THE TASK: Reformat the material below as a numbered list, leaving out any blank lines and omitting the pictures.

RECORDS TO USE:
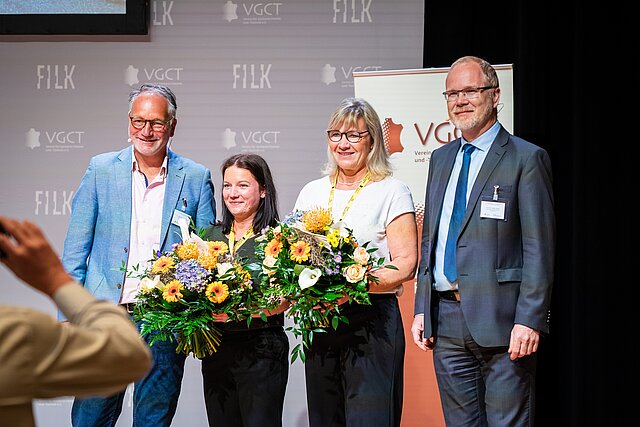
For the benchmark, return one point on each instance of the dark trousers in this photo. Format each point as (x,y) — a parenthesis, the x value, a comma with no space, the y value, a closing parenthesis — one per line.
(354,375)
(155,397)
(246,379)
(480,386)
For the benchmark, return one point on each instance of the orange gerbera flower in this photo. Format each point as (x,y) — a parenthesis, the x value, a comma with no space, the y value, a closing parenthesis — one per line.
(162,265)
(171,292)
(208,261)
(300,251)
(217,292)
(317,220)
(273,248)
(217,248)
(187,250)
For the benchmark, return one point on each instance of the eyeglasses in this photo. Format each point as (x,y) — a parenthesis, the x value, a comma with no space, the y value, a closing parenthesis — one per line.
(157,125)
(468,93)
(352,135)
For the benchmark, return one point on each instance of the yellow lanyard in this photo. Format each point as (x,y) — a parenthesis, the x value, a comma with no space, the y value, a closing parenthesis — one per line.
(363,182)
(233,245)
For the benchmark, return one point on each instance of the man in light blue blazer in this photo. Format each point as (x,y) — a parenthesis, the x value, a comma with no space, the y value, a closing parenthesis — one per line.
(485,276)
(129,204)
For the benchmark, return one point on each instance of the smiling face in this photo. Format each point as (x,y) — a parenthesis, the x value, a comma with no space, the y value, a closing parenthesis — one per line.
(471,116)
(148,143)
(351,157)
(241,193)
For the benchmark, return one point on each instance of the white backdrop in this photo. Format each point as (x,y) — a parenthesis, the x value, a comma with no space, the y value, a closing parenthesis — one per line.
(249,76)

SOLUTION FOR THIS EXERCISE:
1. For the benchmark, return one point on each instance of the dark trousers in this photo. Format each point as (x,y) — a parenthesis, the x value, a comma with no space, the y value, a closing parenthesis — one per line.
2. (354,375)
3. (155,397)
4. (246,379)
5. (480,386)
6. For the benchmark, return one point on each instance of the orange gerbera flower in this photo. Format each point as (x,y) — a parenthesis, the x value, a comma with no space, the y value, a closing parenthesis — one per line.
7. (162,265)
8. (171,292)
9. (208,261)
10. (300,251)
11. (217,292)
12. (317,220)
13. (273,248)
14. (217,248)
15. (187,250)
16. For the benchmark, return one point on each instance of the eyeglasses in this photo. Format each point as (x,y) — a parenthesis, the x value, a comma with no space, the y value, a closing parenthesis — one per line.
17. (157,125)
18. (468,93)
19. (352,135)
20. For the benchmark, return one point on each instance of the yellow lanyard in this photo. Format each point as (x,y) — a parenthesis, the x value, a comma with no space, the y value, a closing parenthesis — one per line.
21. (363,182)
22. (233,245)
23. For the benchmark, return one point on each instance of the man in light blue blazer in this photo. Format each point as (x,y) — a parenthesis, the x value, a comma with no space, the y value, a closing parenthesis — one per line.
24. (485,276)
25. (129,204)
26. For the benchmark, return one point on each instance of the smiling face in this photo. Format each point as (x,y) — a parenthesis, the x value, a comma with no space, the y value, a closing parenthesis — one per line.
27. (471,116)
28. (148,143)
29. (351,157)
30. (241,193)
31. For the benchmark, return one point on each instance of the white backdrop in this photo. Format each point as (x,y) — a parenthesis, the x value, a comma with no space, the y value, a closing parenthesis — one per line.
32. (249,76)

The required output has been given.